**Problem to solve**
Rewrite the listing below, replacing "jersey" with "shirt" and keeping everything else the same. Omit the picture line from your version.

Labeled area outline listing:
•••
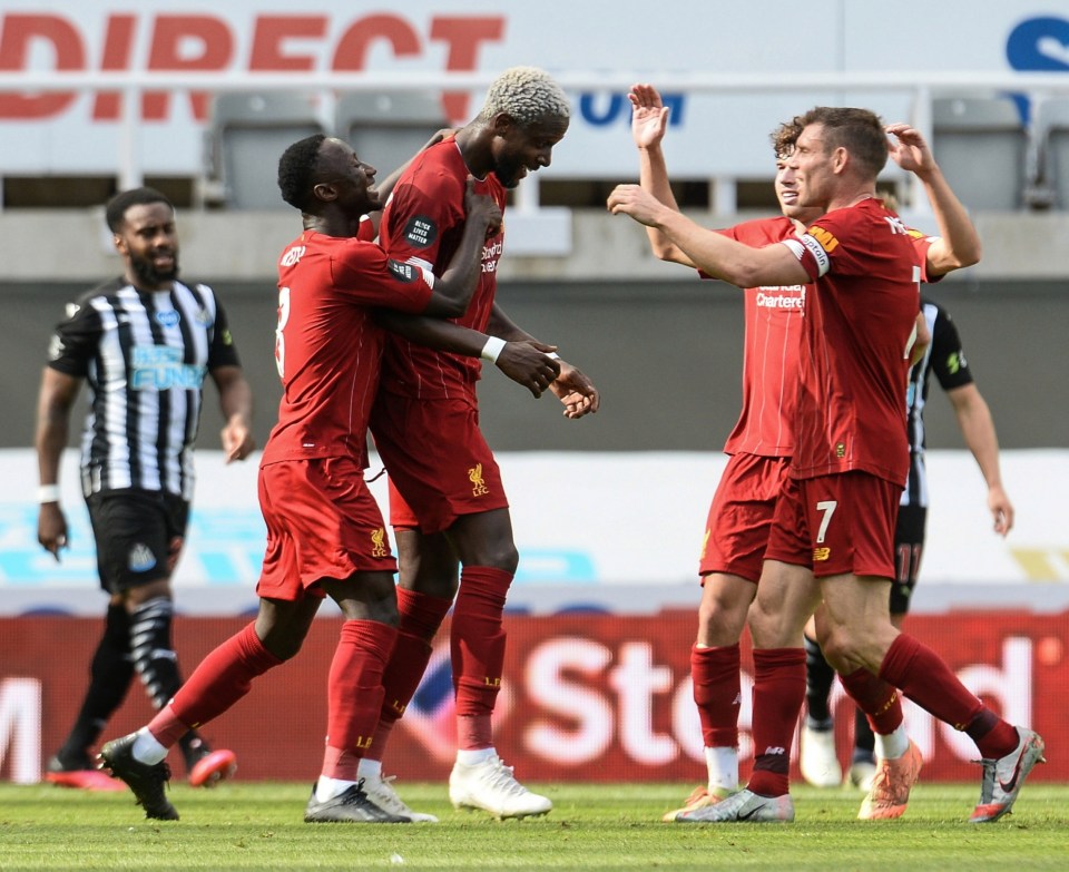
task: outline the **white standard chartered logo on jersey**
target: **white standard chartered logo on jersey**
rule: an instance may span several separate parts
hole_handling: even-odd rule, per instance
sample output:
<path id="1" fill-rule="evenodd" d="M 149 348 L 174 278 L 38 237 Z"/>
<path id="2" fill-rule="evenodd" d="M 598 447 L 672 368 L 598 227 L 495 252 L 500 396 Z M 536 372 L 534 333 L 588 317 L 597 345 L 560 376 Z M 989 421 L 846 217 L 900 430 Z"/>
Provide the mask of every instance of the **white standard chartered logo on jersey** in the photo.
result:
•••
**Final answer**
task: outline the **white standard chartered logo on shirt**
target: **white standard chartered logo on shirt**
rule: an instance may span several separate parts
hole_handling: even-odd rule, per instance
sample output:
<path id="1" fill-rule="evenodd" d="M 149 348 L 174 278 L 38 237 Z"/>
<path id="2" fill-rule="evenodd" d="M 598 447 L 672 368 L 598 227 L 495 252 L 500 396 Z M 536 372 L 534 333 L 588 317 L 597 345 L 560 376 Z M 989 421 L 846 217 L 900 430 Z"/>
Provide the mask of every instance of the **white standard chartered logo on shirt** in the photo.
result:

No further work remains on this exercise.